* **WHAT TO WORK ON**
Copy out all the entries word for word.

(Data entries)
-------

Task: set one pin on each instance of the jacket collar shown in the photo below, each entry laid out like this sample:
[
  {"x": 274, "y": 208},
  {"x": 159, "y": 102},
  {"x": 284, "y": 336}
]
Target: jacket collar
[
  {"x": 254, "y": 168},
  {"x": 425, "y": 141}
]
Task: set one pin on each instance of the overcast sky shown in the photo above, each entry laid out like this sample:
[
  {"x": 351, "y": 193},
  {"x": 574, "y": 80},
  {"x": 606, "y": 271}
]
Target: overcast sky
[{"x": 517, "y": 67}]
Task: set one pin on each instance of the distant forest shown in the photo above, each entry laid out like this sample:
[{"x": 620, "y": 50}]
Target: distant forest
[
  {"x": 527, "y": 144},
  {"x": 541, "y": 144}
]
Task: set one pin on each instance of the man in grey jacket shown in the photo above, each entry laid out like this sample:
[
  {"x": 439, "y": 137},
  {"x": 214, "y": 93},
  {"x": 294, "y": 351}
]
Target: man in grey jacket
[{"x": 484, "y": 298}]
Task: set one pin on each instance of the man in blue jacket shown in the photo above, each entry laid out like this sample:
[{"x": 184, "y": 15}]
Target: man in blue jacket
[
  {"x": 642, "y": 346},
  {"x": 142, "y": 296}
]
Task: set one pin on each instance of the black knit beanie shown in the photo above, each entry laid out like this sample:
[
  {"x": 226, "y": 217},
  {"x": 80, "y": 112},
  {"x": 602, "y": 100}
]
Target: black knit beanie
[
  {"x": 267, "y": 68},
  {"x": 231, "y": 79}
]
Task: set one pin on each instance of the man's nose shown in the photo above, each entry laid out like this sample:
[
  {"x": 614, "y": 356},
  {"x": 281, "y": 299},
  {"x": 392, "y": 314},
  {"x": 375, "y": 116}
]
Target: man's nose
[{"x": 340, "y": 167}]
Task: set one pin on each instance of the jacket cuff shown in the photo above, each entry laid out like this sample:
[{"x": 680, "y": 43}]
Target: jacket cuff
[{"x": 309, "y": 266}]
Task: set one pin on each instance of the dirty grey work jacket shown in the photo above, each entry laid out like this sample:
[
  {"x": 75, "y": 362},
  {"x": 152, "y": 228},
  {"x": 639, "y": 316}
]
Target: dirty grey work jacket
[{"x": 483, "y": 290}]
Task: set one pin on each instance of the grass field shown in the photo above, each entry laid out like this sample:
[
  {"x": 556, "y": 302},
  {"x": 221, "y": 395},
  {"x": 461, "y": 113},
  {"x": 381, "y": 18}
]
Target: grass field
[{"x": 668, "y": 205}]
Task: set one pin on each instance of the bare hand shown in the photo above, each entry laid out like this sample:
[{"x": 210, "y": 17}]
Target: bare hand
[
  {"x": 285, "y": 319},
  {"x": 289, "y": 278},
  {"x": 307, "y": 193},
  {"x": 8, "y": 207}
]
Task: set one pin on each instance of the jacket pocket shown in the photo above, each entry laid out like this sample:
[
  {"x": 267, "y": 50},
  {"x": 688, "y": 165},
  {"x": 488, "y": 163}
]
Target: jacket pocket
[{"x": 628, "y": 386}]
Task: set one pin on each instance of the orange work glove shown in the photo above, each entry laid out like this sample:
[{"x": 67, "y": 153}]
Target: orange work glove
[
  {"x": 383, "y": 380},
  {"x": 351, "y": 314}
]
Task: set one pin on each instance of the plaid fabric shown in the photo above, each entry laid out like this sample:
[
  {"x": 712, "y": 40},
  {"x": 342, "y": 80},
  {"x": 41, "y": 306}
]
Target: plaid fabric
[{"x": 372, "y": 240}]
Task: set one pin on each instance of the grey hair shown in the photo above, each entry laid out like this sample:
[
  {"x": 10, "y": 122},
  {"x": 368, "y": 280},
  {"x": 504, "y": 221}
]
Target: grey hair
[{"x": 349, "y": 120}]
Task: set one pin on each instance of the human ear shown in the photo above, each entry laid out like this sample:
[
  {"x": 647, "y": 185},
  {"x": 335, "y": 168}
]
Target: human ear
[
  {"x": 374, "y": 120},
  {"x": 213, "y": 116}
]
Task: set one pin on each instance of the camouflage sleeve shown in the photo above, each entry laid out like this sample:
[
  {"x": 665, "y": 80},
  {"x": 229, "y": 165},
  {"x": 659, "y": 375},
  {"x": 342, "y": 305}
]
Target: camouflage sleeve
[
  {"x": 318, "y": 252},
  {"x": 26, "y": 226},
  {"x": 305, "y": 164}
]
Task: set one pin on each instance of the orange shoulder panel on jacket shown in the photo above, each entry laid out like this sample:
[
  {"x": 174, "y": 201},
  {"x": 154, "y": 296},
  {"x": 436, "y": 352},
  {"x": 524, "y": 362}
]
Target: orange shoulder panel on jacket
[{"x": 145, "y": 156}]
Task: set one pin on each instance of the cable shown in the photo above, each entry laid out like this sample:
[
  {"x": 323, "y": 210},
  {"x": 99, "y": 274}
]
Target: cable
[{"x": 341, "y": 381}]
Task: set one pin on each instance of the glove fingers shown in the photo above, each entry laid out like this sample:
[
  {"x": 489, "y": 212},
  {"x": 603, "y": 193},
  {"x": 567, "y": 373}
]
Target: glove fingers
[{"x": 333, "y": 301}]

-------

* **RESPONSE TO THIS EXERCISE**
Task: set one pin on each instance of the jacket collar shown in the photo below, each entry laid out like this sample:
[
  {"x": 274, "y": 208},
  {"x": 159, "y": 102},
  {"x": 284, "y": 336}
]
Target: jacket collar
[
  {"x": 254, "y": 168},
  {"x": 425, "y": 141}
]
Task: set one pin on each instance of the overcast sky shown in the photo above, each entry laid out like this sample:
[
  {"x": 351, "y": 193},
  {"x": 574, "y": 80},
  {"x": 606, "y": 271}
]
Target: overcast sky
[{"x": 517, "y": 67}]
Task: set one pin on each instance of the distant forest shown in the photo above, each entry laid out like this sample:
[{"x": 620, "y": 50}]
Target: distant forest
[
  {"x": 527, "y": 144},
  {"x": 541, "y": 144}
]
Task: set one pin on each instance of the man in grey jacket shown in the photo above, each entry laid out like this sample:
[
  {"x": 439, "y": 137},
  {"x": 214, "y": 93},
  {"x": 294, "y": 351}
]
Target: man in grey jacket
[{"x": 484, "y": 298}]
Task: set one pin on each instance of the man in blue jacket shown in the photo above, each entry laid out like this sample:
[{"x": 184, "y": 15}]
Target: man in blue jacket
[
  {"x": 642, "y": 346},
  {"x": 142, "y": 296}
]
Task: set one pin on each instance of the black knit beanie shown in the photo above, each entry laid out like this sample:
[
  {"x": 226, "y": 217},
  {"x": 80, "y": 112},
  {"x": 602, "y": 100}
]
Target: black knit beanie
[
  {"x": 267, "y": 68},
  {"x": 231, "y": 79}
]
Task: set one pin on each instance of the man's nose shown in the photo above, each entry laid out like this sample:
[
  {"x": 614, "y": 356},
  {"x": 281, "y": 299},
  {"x": 392, "y": 314},
  {"x": 375, "y": 116}
]
Target: man's nose
[{"x": 340, "y": 167}]
Task: set one pin on each instance of the jacket cuff shown in the photo above, each entry laid out like this sample:
[{"x": 680, "y": 43}]
Target: jacket cuff
[{"x": 309, "y": 266}]
Task: set one pin on each instance of the dirty grey work jacket shown in the photo above, each entry laid out like this sample:
[
  {"x": 75, "y": 362},
  {"x": 152, "y": 228},
  {"x": 639, "y": 316}
]
Target: dirty grey work jacket
[{"x": 483, "y": 290}]
Task: set one pin on each instance of the grass field shown in the photo above, each entry laid out like this sample:
[
  {"x": 556, "y": 302},
  {"x": 221, "y": 395},
  {"x": 461, "y": 113},
  {"x": 381, "y": 18}
]
Target: grass field
[{"x": 668, "y": 205}]
Task: set one pin on each instance of the bare hand shown in the photo above, each entry laid out like this sample:
[{"x": 210, "y": 17}]
Target: bare hand
[
  {"x": 285, "y": 319},
  {"x": 289, "y": 278},
  {"x": 307, "y": 193},
  {"x": 8, "y": 207}
]
Task: set one pin on each instance of the jacket pocket shown in the photo above, each entry laid out like this sample:
[
  {"x": 267, "y": 50},
  {"x": 688, "y": 165},
  {"x": 488, "y": 163}
]
Target: jacket pocket
[{"x": 628, "y": 386}]
Task: set one pin on each instance of the orange work glove shown in the photo above, each entry laid out like this sample:
[{"x": 67, "y": 153}]
Target: orange work glove
[
  {"x": 383, "y": 380},
  {"x": 351, "y": 314}
]
Task: set one pin on each instance of the plaid fabric shown in the photo above, each entry laid out like this sample:
[
  {"x": 712, "y": 40},
  {"x": 342, "y": 80},
  {"x": 41, "y": 306}
]
Target: plaid fabric
[{"x": 372, "y": 240}]
Task: set one pin on each instance of the grey hair shown in the photo above, each entry laid out like this sample:
[
  {"x": 10, "y": 122},
  {"x": 368, "y": 280},
  {"x": 504, "y": 221}
]
Target: grey hair
[{"x": 349, "y": 120}]
Task: set one pin on each instance of the human ear shown in the photo above, each entry laid out like this sample:
[
  {"x": 647, "y": 185},
  {"x": 335, "y": 168}
]
Target: human ear
[
  {"x": 374, "y": 120},
  {"x": 213, "y": 116}
]
Task: set one pin on each instance of the camouflage sleeve shown in the photo above, each entry laid out like this sample:
[
  {"x": 665, "y": 80},
  {"x": 229, "y": 165},
  {"x": 659, "y": 375},
  {"x": 342, "y": 305}
]
Target: camouflage sleeve
[
  {"x": 318, "y": 252},
  {"x": 26, "y": 226},
  {"x": 305, "y": 164}
]
Task: set one pin on each instance of the orange shoulder panel on jacket shown in the photo above, each entry laid out like this sample:
[
  {"x": 174, "y": 201},
  {"x": 154, "y": 296},
  {"x": 436, "y": 352},
  {"x": 524, "y": 362}
]
Target: orange shoulder panel on jacket
[{"x": 145, "y": 156}]
Task: set one pin on each instance of the cable shown in the photo above, each entry laid out like this sample:
[
  {"x": 323, "y": 210},
  {"x": 99, "y": 274}
]
Target: cable
[{"x": 341, "y": 381}]
Task: set one pin on each instance of the glove fingers shown in the photo above, each entry laid out like this sample:
[
  {"x": 489, "y": 212},
  {"x": 603, "y": 193},
  {"x": 567, "y": 373}
]
Target: glove fingers
[{"x": 333, "y": 301}]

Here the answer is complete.